• DÉFI 1:
Traduisez en anglais cette phrase du texte sur John Sayles : « Dans BROTHER, les conversations dans le bistrot entre habitués sont irrésistibles. »
• DÉFI 2:
D'après le texte sur John Sayles, quelle scène de MATEWAN est la seule scène d'action dans un film de Sayles ?

• TEXTE À LIRE:
◆ ◆ ◆ ◆
MEN WITH GUNS (avec Federico Luppi) est aussi supérieur (à propos de F Luppi, il faudrait revoir TIEMPO DE REVANCHA de Afolfo Aristarain où il joue un employé minier en guerre contre son patron et qui ira jusqu’au bout et quand je dis jusqu’au bout (que je ne révèle pas!),
Bémol quand même: JS a parfois tendance à reprendre un schéma répétitif: beaucoup de personnages conversant, avec passages d’un groupe à l’autre ce qui se fait un peu attendu (SUNSHINE STATE, SILVER CITY) et c’est le même schéma que pour CITY OF HOPE dans lequel c’est plus réussi.
Dans BROTHER, les conversations dans le bistrot entre habitués sont irrésistibles.
Mais tous les acteurs sont formidables. Beaucoup viennent bien sûr du mainstream mais Sayles n’a aucun mal à embaucher ces noms parfois très connus!
Il faut voir aussi LIANNA où ce qui est rare dans la description d’une liaison homosexuelle, tout se passe entre deux femmes pour lesquelles le passé, l’expérience vont s’entrechoquer et mener à la rupture après un début de liaison passionné, vision très fine, conclusion pessimiste.
je crois qu’il est à la retraite, il a mon âge!
Tiens: le règlement de comptes final de MATEWAN est jouissif, ça canarde sec ça sent la poudre! seule scène d’action dans un film de Sayles et je voulais. Je voulais aussi citer RETURN OF THE SECAUCUS 7 dans lequel il a voulu pour faire exception montrer que des nus masculins en laissant les femmes garder leurs habits, pour changer quoi!
Il était aussi à la réalisation de trois clips du Boss, issus de l’album BORN IN THE USA.
Un garçon éclectique…
Bien le bonjour,
tout ce qu’il faut savoir sur John Sayles : https://www.canalb.fr/lecinemaestmort/6141
merci pour le lien je serai à l’écoute
« Un garçon éclectique… »
et j’ai revu récemment L INCROYABLE ALLIGATOR et PIRANHA ça vaut son pesant de caramels mous (ça, c’est de la critique!)
L’INCROYABLE ALLIGATOR et les caramels mous, le combo gagnant de l’été de mes 14 ans..😉
MATEWAN que je viens de découvrir ( un grand merci à vous Olivier, passeur passionné) est un film nocturne, un joyau d’obsidienne, une sorte de version tellurique de LA PORTE DU PARADIS. MATEWAN, c’est l’Histoire convoquée à chaque réplique, dans chaque scène. Le film plonge ses racines au coeur des guerres qui ont forgé les hommes. On y retrouve des armes de la guerre de sécession qui se sont transmises, une campagne de Cuba en 1898 , la première guerre mondiale et ses tranchées. Chaque protagoniste s’y est frotté, y a durcit son cuir, forgé son mental. Joe Kenehan, magnifique objecteur de conscience y a endurci ses convictions. MATEWAN, c’est aussi une magnifique parabole sur l’occupation où il faut diner avec l’ennemi, dans des scènes où la haine et la tension suintent, où l’on arrive à peine à desserrer les maxillaires pour dîner, où, même torturé , on livre le nom des morts pour ne pas trahir…. MATEWAN c’est un sublime final westernien, un film baigné d’une des plus belles photos des années 80.
◆ ◆ ◆ ◆
• LIGNES FOURNIES:
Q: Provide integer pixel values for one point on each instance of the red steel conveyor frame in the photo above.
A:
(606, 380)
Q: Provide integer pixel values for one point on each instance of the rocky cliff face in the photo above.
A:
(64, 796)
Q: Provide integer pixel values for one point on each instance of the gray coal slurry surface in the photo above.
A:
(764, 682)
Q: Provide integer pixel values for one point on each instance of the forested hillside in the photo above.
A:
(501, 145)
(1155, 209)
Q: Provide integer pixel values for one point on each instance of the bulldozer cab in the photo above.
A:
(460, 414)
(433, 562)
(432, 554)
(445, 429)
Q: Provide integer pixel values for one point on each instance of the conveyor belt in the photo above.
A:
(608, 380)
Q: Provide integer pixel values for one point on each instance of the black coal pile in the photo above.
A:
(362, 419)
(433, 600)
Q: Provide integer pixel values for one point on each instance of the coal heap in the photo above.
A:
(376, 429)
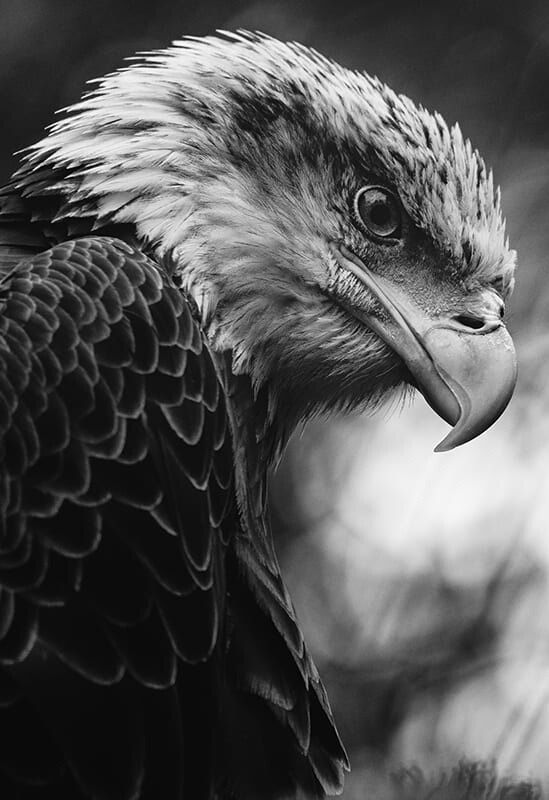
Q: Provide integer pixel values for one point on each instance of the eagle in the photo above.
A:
(218, 242)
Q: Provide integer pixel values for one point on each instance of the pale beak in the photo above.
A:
(463, 362)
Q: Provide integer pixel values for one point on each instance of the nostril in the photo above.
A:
(470, 322)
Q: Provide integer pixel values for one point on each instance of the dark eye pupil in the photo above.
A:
(377, 211)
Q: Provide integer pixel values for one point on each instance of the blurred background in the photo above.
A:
(421, 580)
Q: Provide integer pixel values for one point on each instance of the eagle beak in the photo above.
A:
(463, 362)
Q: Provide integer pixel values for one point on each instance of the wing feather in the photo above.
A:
(137, 614)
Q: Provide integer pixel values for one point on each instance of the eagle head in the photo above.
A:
(341, 242)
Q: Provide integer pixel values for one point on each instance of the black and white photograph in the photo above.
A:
(274, 400)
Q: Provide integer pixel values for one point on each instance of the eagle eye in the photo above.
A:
(378, 212)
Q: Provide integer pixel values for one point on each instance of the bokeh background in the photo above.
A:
(421, 579)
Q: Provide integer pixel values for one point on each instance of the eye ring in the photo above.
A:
(378, 212)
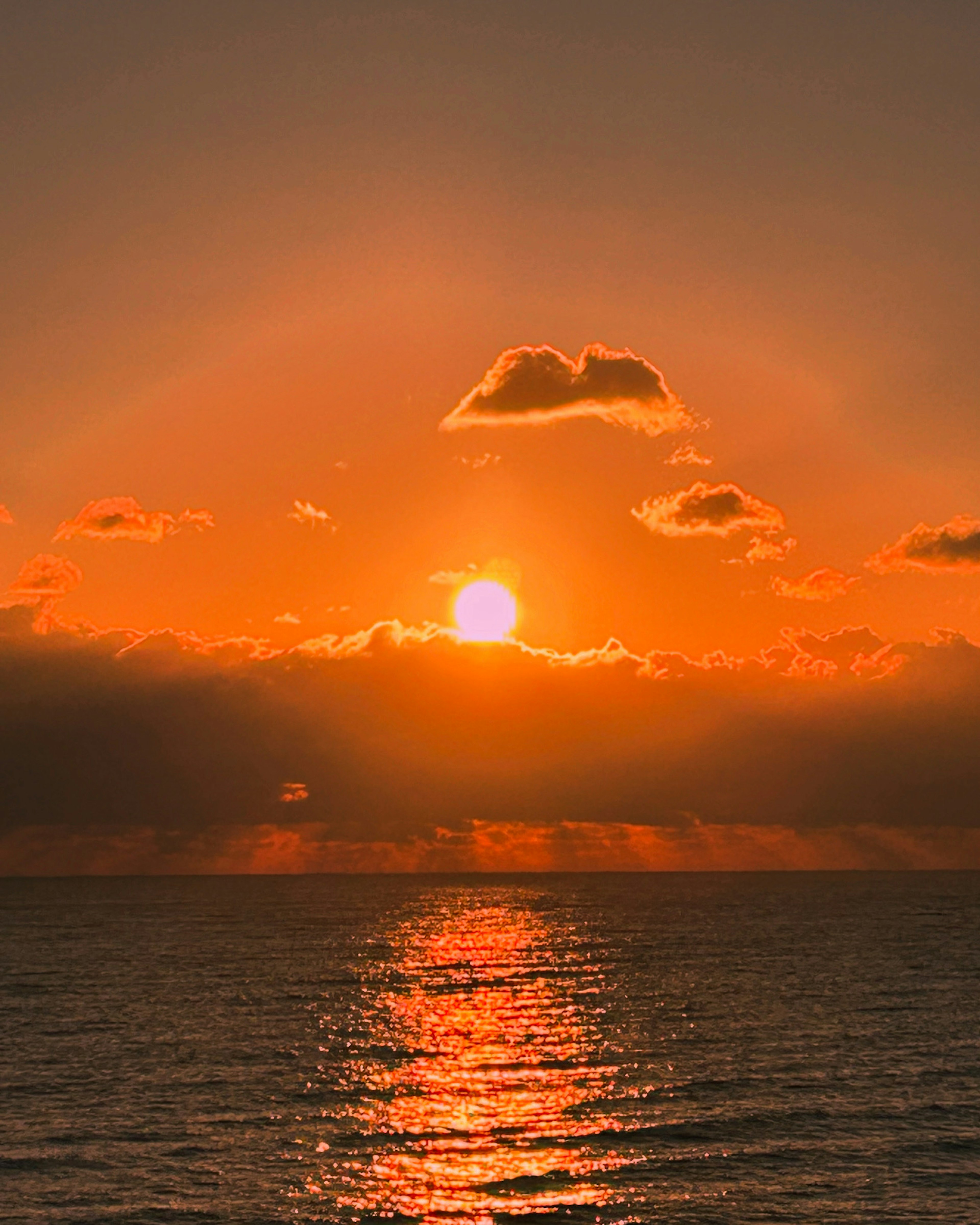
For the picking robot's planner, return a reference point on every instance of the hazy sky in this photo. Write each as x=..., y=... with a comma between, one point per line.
x=255, y=254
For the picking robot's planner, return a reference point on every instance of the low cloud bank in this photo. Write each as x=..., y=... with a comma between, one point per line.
x=411, y=743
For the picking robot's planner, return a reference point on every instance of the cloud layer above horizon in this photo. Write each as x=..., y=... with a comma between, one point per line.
x=431, y=749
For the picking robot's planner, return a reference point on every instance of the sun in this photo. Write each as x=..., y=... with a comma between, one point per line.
x=486, y=612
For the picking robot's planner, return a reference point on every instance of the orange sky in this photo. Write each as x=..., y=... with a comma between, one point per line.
x=258, y=253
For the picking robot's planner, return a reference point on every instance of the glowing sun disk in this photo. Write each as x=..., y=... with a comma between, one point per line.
x=486, y=612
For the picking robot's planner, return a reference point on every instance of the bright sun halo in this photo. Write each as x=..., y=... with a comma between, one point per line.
x=486, y=612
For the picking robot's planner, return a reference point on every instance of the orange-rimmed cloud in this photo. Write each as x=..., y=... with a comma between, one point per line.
x=124, y=519
x=761, y=550
x=952, y=548
x=313, y=516
x=825, y=584
x=46, y=576
x=295, y=793
x=537, y=385
x=708, y=510
x=689, y=455
x=405, y=738
x=41, y=584
x=454, y=578
x=487, y=846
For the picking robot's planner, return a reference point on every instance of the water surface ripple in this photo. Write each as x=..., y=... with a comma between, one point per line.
x=704, y=1048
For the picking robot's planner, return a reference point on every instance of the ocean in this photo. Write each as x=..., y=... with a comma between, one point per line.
x=469, y=1050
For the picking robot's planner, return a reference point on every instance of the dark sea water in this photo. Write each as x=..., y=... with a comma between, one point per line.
x=467, y=1050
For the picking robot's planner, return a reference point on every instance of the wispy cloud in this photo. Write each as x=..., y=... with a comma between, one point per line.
x=952, y=548
x=452, y=578
x=310, y=515
x=537, y=385
x=760, y=549
x=689, y=455
x=293, y=793
x=820, y=585
x=124, y=519
x=708, y=510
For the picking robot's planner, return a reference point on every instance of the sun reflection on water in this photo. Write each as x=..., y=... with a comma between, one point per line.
x=477, y=1089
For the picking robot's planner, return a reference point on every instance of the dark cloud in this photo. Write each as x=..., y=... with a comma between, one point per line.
x=123, y=519
x=952, y=548
x=820, y=585
x=535, y=385
x=175, y=742
x=708, y=510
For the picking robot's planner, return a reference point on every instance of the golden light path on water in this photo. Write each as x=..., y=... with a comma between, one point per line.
x=484, y=1075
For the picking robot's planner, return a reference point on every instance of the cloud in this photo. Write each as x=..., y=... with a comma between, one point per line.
x=819, y=585
x=454, y=578
x=43, y=578
x=295, y=793
x=689, y=455
x=41, y=584
x=953, y=548
x=168, y=753
x=708, y=510
x=535, y=385
x=123, y=519
x=305, y=512
x=769, y=550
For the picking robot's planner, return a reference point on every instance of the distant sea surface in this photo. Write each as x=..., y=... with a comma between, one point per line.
x=472, y=1050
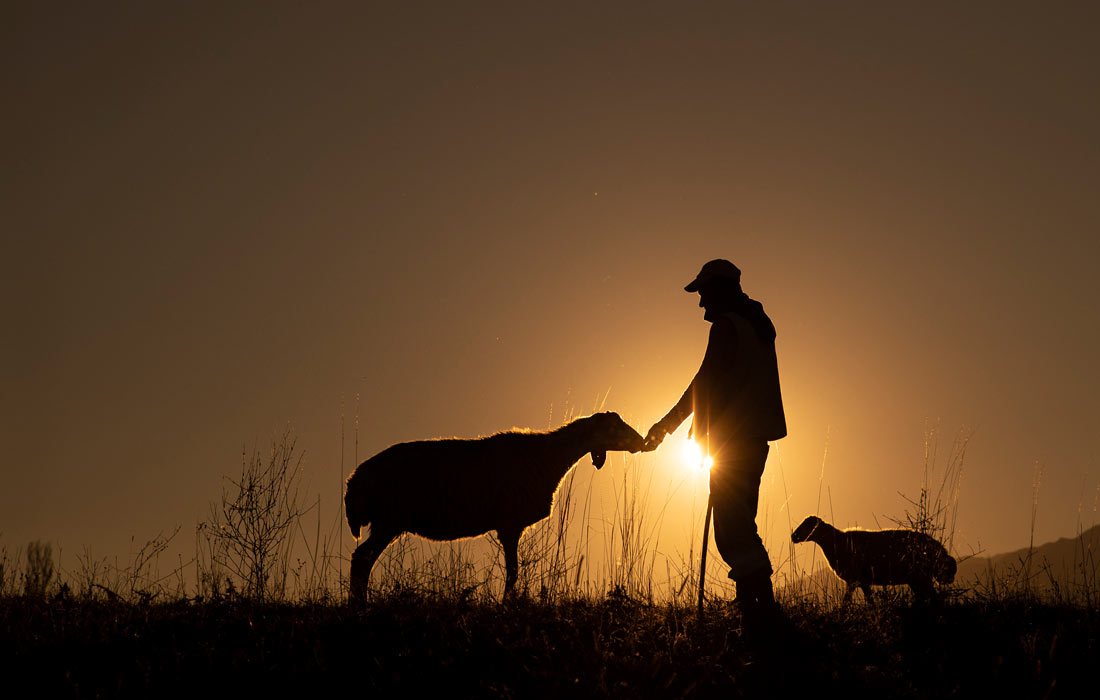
◆ ◆ ◆ ◆
• RÉPONSE 1:
In BROTHER, the conversations in the bistro among the regulars are irresistible.

• RÉPONSE 2:
Le règlement de comptes final.